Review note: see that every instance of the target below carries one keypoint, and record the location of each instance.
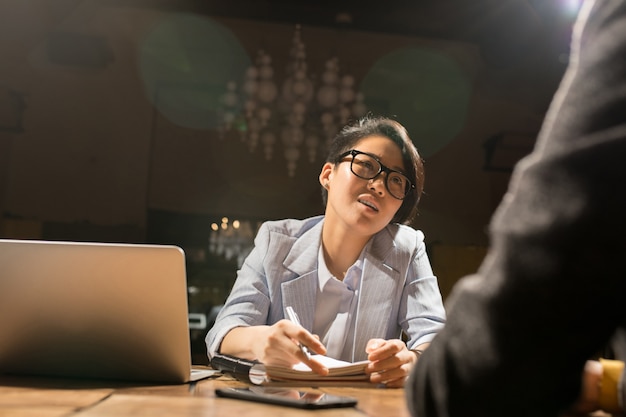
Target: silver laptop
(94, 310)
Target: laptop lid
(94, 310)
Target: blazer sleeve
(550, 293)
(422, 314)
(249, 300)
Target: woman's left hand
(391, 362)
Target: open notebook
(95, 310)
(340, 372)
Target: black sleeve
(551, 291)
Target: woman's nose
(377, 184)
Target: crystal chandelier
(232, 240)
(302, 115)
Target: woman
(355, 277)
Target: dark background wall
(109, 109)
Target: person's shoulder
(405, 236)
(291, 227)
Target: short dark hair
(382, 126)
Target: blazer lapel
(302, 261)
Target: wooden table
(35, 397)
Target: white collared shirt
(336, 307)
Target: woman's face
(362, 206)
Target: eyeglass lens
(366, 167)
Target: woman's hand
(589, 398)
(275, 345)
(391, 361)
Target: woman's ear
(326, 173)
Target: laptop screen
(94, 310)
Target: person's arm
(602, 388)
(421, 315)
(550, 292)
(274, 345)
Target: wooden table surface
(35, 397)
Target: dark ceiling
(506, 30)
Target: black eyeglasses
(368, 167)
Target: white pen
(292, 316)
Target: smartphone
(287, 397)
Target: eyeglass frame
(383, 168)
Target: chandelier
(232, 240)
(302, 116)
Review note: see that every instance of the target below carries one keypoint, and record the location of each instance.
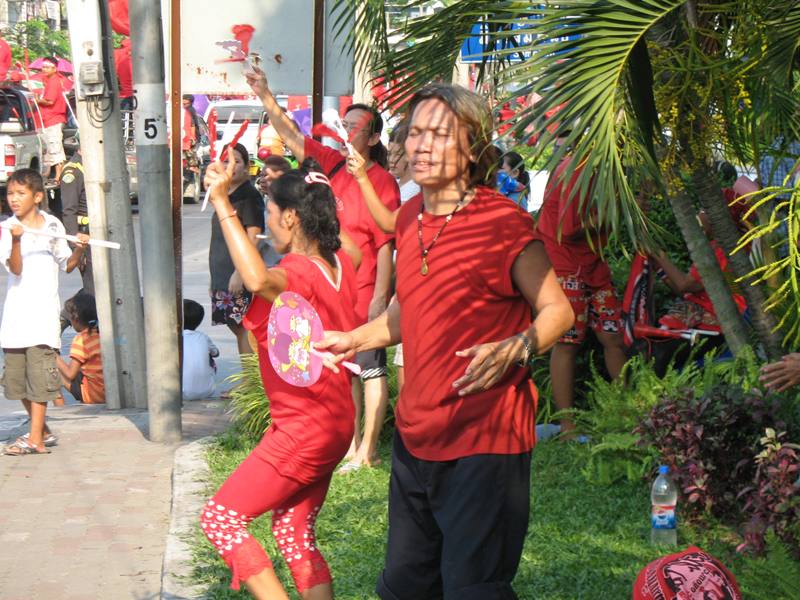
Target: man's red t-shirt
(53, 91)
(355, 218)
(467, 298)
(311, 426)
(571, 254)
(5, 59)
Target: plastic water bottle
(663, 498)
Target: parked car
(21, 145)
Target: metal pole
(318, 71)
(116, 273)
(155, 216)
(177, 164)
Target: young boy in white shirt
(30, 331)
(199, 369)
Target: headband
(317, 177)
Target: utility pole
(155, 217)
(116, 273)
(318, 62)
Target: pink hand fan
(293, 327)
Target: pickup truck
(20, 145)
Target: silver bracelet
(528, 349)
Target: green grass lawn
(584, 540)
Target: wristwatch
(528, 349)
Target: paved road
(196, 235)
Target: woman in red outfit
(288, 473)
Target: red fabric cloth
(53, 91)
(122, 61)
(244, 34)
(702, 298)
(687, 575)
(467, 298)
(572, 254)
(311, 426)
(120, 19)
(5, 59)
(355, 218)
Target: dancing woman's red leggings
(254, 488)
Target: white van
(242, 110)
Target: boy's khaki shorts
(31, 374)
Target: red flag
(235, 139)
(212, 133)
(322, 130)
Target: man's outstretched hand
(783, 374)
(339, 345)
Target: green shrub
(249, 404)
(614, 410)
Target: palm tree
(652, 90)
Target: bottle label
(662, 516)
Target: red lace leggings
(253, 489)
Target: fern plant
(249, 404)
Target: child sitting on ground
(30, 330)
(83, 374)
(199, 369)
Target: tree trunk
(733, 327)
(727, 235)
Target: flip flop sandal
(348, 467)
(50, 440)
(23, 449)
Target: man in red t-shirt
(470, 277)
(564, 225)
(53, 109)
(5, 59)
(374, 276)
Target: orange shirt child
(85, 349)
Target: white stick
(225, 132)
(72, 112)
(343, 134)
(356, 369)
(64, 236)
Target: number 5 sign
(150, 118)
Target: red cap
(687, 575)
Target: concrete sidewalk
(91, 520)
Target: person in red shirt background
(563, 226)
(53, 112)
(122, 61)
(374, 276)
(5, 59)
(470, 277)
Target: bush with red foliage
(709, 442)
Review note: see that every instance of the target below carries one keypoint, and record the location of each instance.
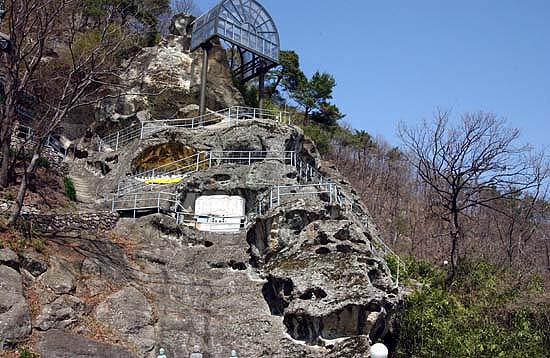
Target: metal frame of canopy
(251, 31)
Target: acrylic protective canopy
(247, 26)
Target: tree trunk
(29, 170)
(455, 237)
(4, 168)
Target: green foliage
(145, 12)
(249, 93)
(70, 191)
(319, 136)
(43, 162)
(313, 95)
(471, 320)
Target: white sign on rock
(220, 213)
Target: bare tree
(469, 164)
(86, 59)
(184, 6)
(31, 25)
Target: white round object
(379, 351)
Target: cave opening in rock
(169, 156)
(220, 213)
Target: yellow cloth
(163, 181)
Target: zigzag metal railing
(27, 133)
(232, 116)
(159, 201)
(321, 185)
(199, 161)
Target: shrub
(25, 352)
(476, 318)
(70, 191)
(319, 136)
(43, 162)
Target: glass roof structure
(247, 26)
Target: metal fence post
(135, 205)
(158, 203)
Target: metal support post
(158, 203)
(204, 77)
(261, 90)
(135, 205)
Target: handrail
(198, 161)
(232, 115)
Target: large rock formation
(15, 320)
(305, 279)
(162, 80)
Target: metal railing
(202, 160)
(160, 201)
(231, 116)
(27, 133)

WRITTEN PROBLEM:
Retype the data above without any changes, starting at the line with "Target: metal support post" and continuing through the end of the data.

RESPONSE BELOW:
Target: metal support post
(158, 203)
(204, 77)
(261, 90)
(135, 205)
Target: handrail
(198, 161)
(232, 115)
Target: large rock formation
(15, 320)
(305, 279)
(162, 80)
Target: metal railing
(202, 160)
(160, 201)
(231, 116)
(27, 133)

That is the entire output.